Data excerpts:
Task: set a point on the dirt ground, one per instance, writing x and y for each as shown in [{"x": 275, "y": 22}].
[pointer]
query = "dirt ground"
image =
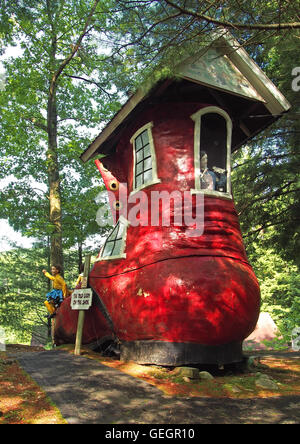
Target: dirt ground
[{"x": 156, "y": 395}]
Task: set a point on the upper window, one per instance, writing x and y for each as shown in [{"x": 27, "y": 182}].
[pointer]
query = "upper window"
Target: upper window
[
  {"x": 144, "y": 171},
  {"x": 212, "y": 149},
  {"x": 115, "y": 243}
]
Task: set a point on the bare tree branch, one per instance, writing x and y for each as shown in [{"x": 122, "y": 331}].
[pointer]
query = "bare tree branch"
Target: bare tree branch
[{"x": 231, "y": 25}]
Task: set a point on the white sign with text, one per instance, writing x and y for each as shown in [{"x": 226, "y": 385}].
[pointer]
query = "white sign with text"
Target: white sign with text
[{"x": 82, "y": 299}]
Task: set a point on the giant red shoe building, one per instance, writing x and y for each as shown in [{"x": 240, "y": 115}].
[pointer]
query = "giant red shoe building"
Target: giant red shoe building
[{"x": 166, "y": 294}]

* Work to complete
I need every line of the data that has the word "writing"; please list them.

* Solution to the problem
Task: set a point on the dirt ground, one per instance, writing x and y for each as shown in [{"x": 275, "y": 22}].
Task: set a point on the upper window, one per instance, writing x and y for each as shown in [{"x": 27, "y": 182}].
Task: set a point on the bare tree branch, one per instance, writing x and y for each as shown in [{"x": 122, "y": 331}].
Task: set a point on the white sign with text, one per instance, writing x and y for each as shown in [{"x": 226, "y": 385}].
Task: set a point on the giant red shoe building, one per instance, writing x and y for each as shown in [{"x": 240, "y": 115}].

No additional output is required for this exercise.